> STATED EXERCISE:
Rewrite each of the items below with "drop one pin" swapped for "place one marker" and everything else unchanged. Leave the pictures out.

> RECORDED DATA:
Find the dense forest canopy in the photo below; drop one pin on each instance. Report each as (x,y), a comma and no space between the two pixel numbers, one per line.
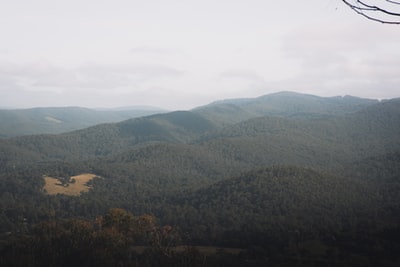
(288,179)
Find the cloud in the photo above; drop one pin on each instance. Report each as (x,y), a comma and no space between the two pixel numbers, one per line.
(40,75)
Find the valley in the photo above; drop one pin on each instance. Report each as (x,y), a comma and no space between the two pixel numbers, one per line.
(288,179)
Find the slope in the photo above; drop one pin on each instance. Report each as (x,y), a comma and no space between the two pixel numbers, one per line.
(19,122)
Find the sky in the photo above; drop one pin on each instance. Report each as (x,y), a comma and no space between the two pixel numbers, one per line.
(179,54)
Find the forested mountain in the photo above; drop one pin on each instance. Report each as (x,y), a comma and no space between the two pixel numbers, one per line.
(18,122)
(292,179)
(286,104)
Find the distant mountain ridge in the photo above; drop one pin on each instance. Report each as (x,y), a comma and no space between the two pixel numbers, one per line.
(295,174)
(286,104)
(56,120)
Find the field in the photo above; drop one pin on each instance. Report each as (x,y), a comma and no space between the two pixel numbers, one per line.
(76,185)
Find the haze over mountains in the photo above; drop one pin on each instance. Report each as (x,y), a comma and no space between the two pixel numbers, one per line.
(266,172)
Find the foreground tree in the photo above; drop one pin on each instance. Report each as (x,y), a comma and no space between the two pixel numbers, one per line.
(384,11)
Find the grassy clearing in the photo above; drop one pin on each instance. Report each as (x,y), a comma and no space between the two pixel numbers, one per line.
(54,186)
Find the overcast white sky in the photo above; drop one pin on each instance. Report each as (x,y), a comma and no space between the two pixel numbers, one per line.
(178,54)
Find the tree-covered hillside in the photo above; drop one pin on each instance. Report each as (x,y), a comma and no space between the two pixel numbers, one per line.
(18,122)
(318,186)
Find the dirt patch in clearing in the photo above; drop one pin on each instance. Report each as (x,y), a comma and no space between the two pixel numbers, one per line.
(74,187)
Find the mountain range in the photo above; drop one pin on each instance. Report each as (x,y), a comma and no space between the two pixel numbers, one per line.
(266,171)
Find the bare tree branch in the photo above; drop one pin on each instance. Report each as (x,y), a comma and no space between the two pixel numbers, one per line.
(380,13)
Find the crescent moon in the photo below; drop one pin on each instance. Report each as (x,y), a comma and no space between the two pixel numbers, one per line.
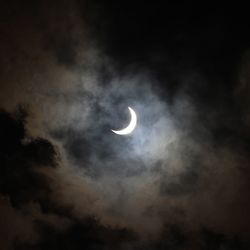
(131,125)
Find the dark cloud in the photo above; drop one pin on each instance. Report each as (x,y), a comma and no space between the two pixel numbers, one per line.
(180,181)
(20,160)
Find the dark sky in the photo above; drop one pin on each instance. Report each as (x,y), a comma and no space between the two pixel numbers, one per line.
(68,72)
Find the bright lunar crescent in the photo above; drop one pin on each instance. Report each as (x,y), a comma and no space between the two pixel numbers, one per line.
(131,125)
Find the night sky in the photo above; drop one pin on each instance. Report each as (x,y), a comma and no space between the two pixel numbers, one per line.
(68,72)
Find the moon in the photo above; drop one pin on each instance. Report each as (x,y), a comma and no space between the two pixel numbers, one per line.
(131,125)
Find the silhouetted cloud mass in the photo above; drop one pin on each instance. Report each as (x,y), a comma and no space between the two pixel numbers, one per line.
(68,72)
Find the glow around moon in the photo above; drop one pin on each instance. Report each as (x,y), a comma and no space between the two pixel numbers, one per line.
(131,125)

> RESULT OF THE EXERCISE:
Find the dense forest canopy in the photo below; place one marker on each instance. Report each as (x,y), a comma and no space between the two pixel numbers, one per line.
(288,179)
Find the cloud in the photo above; place one marker on each instance. Report each as (x,y), a comma and no space between the two pixel numbers, one per line.
(40,75)
Find the valley in the photo above; place one marker on each instance. Report each as (x,y), a comma and no space between the two pixel numbers, one per line.
(288,179)
Find the slope in the photo above; place one marker on each instance. Report each as (x,y), a comma and no space between the two pixel numbers, one per line.
(19,122)
Find the sky in the photo above; place one marker on each instance. Report each as (x,y), a comma and no space between the two pixel numbers, one per line.
(179,54)
Find the forested mountain in the photo above; place one marker on each instance. Report each as (x,y), a comma and no space between the two pixel numbers, one per line.
(18,122)
(292,179)
(286,104)
Find the distant mountain ridge in the photo above; place one marker on each instance. Report each as (x,y), a comma and no space between the two pixel numbers, one per line.
(295,174)
(286,104)
(56,120)
Find the field in the photo above; place one marker on each instance. Report each as (x,y), a comma and no space between the two pixel numbers, one per line.
(76,185)
Find the haze over mountains in the photo above; place one marker on each instance. Report each as (x,y), a comma and no space between the two pixel numbers, one per line.
(266,172)
Find the foreground tree in the photo above; place one marker on each instance. Report each as (x,y), a comma and no space between the two pixel numbers, one per line.
(384,11)
Find the grassy clearing in the photo above; place one marker on each instance. Report each as (x,y), a comma and no space between the two pixel numbers, one per line.
(54,186)
Find the overcast white sky in the photo above; place one marker on each instance. Report each as (x,y), a comma and no space between the two pixel numbers, one per line.
(178,54)
Find the tree-covered hillside in the photo above; place one marker on each instance. Report each as (x,y), a comma and no space between the two pixel numbers, one per line.
(18,122)
(318,186)
Find the dirt patch in clearing in the photo above; place one marker on each instance. Report each as (x,y), a comma and no space between the two pixel numbers, one per line.
(74,187)
Find the mountain range in the photo above; place one marker on each instance. Report each as (x,y), a comma and no space between the two pixel numbers, one per line.
(266,171)
Find the bare tree branch in the photo above; place one marker on each instance. Report each as (x,y), a comma and no space between the two pixel numbers, one per line.
(380,13)
Find the crescent moon in the photo below; place one marker on each instance. Report each as (x,y), a comma and no space between the two pixel numbers, one per line.
(131,125)
Find the dark cloud in the photo above; place one marker on each instance. Report each as (x,y), a comma and no space between the two pixel numbers, one per line.
(180,181)
(20,160)
Find the dark sky in the photo above; place one marker on each instance. Report each as (x,y), a comma and no space between the two pixel numbers, one per line.
(68,72)
Find the bright lunar crescent in the photo above; place one marker on each instance. Report each as (x,y), a comma and no space between the two pixel numbers, one per line.
(131,125)
Find the night sky in the photo above; place one marker on each instance. Report each as (x,y), a comma and no space between the two pixel numbers, one per line.
(68,72)
Find the moon in the photo above; place one marker on each instance. Report each as (x,y), a comma and no space between the two pixel numbers, one per line.
(131,125)
Find the silhouetted cloud mass in the photo above; place one marker on each instance. Report each as (x,y), a comma and no space between the two pixel numbers, one per line.
(68,72)
Find the glow around moon in the photo above; place one marker on each instance. Report each as (x,y), a comma and no space between the two pixel numbers, one per line.
(131,125)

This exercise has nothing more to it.